• [Records supplied]:
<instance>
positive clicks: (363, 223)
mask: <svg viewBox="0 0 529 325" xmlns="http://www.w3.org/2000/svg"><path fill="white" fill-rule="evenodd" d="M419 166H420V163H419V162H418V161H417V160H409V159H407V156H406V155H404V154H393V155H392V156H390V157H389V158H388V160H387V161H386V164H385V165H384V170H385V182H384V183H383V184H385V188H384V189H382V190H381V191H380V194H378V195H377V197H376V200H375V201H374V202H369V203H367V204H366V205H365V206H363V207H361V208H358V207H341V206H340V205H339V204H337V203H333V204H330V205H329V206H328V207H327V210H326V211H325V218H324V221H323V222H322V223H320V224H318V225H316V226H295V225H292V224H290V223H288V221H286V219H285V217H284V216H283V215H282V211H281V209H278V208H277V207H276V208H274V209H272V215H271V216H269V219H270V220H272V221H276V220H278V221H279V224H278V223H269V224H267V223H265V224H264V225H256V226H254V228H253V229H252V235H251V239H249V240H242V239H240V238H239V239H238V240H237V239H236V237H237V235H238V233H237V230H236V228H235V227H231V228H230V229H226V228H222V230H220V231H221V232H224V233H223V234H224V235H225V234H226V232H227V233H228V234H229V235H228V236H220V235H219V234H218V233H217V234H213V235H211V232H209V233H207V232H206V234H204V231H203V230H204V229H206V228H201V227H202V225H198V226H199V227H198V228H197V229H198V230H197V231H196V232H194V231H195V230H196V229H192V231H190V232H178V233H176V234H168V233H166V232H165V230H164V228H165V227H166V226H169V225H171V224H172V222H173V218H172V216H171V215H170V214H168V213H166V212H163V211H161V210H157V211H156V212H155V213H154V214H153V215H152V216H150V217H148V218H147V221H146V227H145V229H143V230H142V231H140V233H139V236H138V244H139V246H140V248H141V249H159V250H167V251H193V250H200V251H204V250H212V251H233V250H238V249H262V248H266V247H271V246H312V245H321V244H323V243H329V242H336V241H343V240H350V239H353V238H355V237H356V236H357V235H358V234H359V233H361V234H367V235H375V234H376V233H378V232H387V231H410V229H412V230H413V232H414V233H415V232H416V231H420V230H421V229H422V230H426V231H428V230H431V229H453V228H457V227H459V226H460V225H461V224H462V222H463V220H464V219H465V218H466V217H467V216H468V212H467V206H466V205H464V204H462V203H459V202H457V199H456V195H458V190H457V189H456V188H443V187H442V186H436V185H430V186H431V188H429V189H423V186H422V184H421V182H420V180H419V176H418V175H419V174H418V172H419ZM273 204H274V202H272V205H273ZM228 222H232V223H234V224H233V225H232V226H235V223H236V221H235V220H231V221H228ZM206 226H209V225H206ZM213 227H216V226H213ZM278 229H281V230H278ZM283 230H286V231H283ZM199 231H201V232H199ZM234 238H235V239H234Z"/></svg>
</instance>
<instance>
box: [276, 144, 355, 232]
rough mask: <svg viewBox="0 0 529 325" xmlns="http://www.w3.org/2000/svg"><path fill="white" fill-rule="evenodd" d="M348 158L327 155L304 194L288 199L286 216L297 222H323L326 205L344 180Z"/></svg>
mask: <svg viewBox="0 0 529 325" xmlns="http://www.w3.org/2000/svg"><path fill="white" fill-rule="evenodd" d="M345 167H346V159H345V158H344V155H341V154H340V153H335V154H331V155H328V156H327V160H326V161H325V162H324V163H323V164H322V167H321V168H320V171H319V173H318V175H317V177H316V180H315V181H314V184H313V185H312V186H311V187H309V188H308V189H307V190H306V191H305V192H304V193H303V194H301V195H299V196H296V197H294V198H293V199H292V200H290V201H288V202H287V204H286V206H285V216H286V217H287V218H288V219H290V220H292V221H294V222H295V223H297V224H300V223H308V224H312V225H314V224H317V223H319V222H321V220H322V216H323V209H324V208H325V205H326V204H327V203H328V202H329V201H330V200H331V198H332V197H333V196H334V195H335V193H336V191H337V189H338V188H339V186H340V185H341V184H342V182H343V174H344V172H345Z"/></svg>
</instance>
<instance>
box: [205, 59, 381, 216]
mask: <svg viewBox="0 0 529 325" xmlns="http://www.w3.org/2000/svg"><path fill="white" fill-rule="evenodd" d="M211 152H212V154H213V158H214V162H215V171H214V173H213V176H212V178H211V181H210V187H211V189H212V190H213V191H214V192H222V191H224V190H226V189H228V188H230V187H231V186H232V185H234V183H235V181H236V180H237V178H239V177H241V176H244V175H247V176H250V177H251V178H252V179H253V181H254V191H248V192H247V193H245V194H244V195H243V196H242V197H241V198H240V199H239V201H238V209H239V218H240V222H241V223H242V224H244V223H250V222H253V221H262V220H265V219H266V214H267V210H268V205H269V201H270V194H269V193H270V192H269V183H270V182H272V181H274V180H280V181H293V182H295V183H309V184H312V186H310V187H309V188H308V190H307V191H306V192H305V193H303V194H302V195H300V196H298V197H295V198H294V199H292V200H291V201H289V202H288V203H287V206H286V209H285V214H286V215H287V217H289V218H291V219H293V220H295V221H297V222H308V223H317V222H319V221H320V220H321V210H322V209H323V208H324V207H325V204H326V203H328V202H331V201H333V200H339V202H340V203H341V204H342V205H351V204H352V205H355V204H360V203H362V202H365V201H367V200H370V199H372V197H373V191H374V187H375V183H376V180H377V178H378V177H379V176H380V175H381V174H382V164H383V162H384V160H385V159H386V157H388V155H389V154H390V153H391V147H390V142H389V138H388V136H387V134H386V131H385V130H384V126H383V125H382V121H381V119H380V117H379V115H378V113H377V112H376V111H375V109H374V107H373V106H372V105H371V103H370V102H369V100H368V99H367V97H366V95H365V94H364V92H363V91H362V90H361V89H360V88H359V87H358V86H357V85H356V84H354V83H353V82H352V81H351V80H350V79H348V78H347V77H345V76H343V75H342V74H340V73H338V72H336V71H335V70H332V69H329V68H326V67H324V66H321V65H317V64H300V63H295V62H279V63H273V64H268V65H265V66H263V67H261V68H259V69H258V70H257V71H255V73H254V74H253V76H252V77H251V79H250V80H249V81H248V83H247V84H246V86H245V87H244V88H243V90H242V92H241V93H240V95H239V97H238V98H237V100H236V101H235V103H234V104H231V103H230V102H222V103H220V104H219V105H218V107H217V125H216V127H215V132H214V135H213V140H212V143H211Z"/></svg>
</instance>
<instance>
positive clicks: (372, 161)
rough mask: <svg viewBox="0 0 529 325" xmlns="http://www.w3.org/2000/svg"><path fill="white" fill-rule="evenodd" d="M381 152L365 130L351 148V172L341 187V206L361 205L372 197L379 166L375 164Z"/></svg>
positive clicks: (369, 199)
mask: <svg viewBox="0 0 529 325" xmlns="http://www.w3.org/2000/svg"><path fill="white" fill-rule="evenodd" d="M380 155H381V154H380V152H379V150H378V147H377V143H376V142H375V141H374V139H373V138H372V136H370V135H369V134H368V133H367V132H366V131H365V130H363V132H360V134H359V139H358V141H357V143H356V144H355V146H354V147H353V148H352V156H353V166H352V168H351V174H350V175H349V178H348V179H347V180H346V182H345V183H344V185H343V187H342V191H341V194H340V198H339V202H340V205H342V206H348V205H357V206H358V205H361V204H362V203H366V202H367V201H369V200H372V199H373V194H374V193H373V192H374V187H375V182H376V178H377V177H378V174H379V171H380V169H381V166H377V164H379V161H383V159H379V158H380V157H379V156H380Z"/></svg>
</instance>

• [Your objective]: List each line from the rows above that contains the string "positive", copying every such line in full. Treat the match as case-sensitive.

• [Solution for this problem]:
positive clicks: (363, 223)
positive clicks: (372, 161)
positive clicks: (369, 199)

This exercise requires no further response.